▸ Objectif de la tâche
Dans le texte sur la démocratie et l'Église, combien de modèles de démocratie le constitutionnaliste Dominique Rousseau distingue-t-il, et lesquels ?

▸ Passage extrait
- - - -

Dans cette époque troublée, nous ne pouvons pas ne pas nous interroger sur la manière de réaliser les grandes réformes sociétales dont le monde a besoin. Les modalités de la démocratie posent question. Ne faudrait-il pas se poser les mêmes questions pour l’Église ?
Le Pape François recevait récemment quatre français engagés en faveur de la justice sociale et environnementale. Il leur a conseillé « faites la révolution », « faites du désordre, le monde est sourd, il faut lui ouvrir les oreilles ».[1] « Vous êtes la jeunesse, les seuls à pouvoir le faire, vous comprenez le changement. Vous n’avez pas d’expérience, mais c’est une bonne nouvelle parce que cela vous rend créatif », leur a encore lancé François. « Il nous a dit que nous n’étions plus à l’ère du compromis mais qu’il était temps de s’engager sur une nouvelle voie ». Ce langage clair et abrupt renvoie à la question sur la manière de réaliser les grandes réformes sociétales dont le monde a besoin. Il interroge les modalités de la démocratie. Mais pourquoi ne s’appliquerait-il aussi à l’Église ?
Le constitutionnaliste Dominique Rousseau montre qu’il existe trois modèles : la démocratie représentative où les seuls élus fabriquent les lois, la démocratie directe qui supprime la distinction entre représentants et représentés, et ce qu’il appelle la « démocratie continue » qui permet « le contrôle continu et effectif, en dehors des moments électoraux, de l’action des gouvernants »[2]. Autrement dit, les difficultés de notre système politique actuel dépendraient des faiblesses du modèle représentatif qu’il faudrait compléter par des dispositifs de démocratie participative, ce que revendiquent les mouvements populistes mais aussi de plus en plus nombreux partis. Cette démocratie continue consisterait à institutionnaliser des assemblées citoyennes permanentes dans la cité, à réunir des conventions thématiques de citoyens tirés au sort, à donner un statut aux lanceurs d’alerte, et à créer une assemblée sociale en remplacement du Conseil économique social et environnemental.

- - - -

(Entrées enregistrées)
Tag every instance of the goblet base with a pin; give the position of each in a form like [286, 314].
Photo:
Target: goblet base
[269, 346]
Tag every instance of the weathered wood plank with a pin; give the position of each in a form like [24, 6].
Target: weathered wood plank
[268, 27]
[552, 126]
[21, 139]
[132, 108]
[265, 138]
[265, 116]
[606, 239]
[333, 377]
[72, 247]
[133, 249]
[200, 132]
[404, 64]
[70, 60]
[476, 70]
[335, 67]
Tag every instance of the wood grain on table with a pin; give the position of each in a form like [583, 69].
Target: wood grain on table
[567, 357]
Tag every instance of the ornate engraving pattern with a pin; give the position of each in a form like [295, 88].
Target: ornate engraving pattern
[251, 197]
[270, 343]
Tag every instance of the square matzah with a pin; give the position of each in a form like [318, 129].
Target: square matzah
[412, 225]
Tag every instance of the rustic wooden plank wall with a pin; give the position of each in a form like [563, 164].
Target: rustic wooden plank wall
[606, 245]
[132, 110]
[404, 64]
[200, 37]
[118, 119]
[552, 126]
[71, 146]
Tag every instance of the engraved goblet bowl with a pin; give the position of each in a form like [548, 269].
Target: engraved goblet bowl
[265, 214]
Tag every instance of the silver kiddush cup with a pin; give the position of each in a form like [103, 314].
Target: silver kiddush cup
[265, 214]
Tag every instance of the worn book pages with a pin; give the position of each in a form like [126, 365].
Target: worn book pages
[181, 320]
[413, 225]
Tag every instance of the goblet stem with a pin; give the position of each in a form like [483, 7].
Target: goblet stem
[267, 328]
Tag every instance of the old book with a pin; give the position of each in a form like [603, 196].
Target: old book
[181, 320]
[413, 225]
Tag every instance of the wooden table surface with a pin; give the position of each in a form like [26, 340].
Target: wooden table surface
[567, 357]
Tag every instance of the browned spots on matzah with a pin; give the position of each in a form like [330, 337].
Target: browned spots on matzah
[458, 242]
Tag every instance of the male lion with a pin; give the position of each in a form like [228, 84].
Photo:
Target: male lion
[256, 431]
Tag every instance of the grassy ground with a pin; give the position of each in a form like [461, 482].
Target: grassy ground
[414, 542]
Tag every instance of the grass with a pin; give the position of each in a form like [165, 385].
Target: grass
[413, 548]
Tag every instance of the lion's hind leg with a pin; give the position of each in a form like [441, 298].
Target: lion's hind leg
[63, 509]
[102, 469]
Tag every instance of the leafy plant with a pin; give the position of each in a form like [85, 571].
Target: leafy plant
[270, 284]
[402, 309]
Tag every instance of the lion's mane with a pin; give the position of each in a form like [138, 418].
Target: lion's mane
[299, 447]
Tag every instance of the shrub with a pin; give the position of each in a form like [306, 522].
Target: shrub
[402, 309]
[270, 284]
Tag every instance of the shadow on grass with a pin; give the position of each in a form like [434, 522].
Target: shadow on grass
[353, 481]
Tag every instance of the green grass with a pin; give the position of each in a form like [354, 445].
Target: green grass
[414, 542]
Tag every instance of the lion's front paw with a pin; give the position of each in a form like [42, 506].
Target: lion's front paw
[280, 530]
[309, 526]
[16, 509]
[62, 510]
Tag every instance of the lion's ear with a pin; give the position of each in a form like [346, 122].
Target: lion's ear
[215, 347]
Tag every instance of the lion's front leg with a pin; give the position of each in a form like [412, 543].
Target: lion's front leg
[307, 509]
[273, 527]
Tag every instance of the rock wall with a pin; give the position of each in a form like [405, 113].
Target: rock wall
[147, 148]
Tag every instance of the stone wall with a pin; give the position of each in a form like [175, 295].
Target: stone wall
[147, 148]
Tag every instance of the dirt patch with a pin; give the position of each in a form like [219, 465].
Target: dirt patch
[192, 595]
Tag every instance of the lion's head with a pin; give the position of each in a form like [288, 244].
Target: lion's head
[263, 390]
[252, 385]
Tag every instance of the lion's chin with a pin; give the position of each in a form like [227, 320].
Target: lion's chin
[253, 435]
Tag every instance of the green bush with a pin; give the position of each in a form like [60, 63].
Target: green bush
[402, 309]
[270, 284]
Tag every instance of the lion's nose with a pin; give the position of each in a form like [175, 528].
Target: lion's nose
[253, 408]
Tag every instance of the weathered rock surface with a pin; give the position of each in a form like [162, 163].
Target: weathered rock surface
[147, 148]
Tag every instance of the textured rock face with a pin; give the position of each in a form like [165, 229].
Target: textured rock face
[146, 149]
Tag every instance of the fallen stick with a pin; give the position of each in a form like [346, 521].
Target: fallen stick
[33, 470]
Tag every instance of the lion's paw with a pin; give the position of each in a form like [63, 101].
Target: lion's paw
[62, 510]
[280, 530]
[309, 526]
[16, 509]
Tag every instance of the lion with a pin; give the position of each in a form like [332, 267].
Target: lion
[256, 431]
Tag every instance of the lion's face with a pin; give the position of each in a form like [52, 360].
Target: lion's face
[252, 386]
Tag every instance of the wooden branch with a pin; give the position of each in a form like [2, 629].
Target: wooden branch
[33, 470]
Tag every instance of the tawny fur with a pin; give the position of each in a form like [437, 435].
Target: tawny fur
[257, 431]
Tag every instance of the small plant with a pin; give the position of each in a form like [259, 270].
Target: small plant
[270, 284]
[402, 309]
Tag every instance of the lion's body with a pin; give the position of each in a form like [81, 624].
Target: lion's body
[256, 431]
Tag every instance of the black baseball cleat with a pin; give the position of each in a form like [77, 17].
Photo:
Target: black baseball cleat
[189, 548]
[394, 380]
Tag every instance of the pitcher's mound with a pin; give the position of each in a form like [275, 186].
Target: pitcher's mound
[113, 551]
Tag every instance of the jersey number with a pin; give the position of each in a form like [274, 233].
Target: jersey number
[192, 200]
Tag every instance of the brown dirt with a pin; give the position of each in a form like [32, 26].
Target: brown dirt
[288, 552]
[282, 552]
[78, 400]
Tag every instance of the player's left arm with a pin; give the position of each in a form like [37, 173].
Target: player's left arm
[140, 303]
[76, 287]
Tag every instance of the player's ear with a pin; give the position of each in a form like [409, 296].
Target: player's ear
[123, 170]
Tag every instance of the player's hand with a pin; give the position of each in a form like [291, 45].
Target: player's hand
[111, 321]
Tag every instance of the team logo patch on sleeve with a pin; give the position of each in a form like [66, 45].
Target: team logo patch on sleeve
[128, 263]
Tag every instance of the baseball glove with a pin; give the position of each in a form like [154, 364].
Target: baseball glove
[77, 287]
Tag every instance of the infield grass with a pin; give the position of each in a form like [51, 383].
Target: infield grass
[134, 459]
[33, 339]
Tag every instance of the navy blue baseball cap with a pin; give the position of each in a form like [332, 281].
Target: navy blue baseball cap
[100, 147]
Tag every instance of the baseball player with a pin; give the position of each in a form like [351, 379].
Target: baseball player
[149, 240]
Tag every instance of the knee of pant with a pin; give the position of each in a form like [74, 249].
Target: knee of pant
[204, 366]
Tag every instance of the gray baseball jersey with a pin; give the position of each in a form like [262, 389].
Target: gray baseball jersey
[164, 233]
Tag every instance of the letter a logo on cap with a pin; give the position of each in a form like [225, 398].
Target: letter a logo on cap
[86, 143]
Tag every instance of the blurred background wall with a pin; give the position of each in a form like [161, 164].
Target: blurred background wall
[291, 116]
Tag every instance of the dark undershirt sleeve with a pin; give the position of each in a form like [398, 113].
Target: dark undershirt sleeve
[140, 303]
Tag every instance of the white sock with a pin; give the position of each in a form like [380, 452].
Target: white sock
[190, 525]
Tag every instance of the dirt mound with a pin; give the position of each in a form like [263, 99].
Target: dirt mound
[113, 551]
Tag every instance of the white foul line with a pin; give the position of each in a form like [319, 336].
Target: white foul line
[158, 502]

- - - -

▸ La réponse
Il en distingue trois : la démocratie représentative, la démocratie directe et la démocratie continue.